Aim:
Present each line of the items below as an entry in a numbered list, leaving out any blank lines.

Source records:
####################

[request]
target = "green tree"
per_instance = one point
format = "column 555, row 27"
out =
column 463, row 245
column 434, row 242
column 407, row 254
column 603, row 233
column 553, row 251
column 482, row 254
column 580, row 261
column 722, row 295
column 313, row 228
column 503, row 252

####################

The completed task:
1. [request]
2. target = "green tree"
3. per_instance = one point
4. format = "column 555, row 27"
5. out =
6. column 463, row 245
7. column 434, row 242
8. column 407, row 254
9. column 603, row 233
10. column 553, row 251
11. column 482, row 254
12. column 580, row 261
13. column 722, row 295
14. column 313, row 228
15. column 503, row 252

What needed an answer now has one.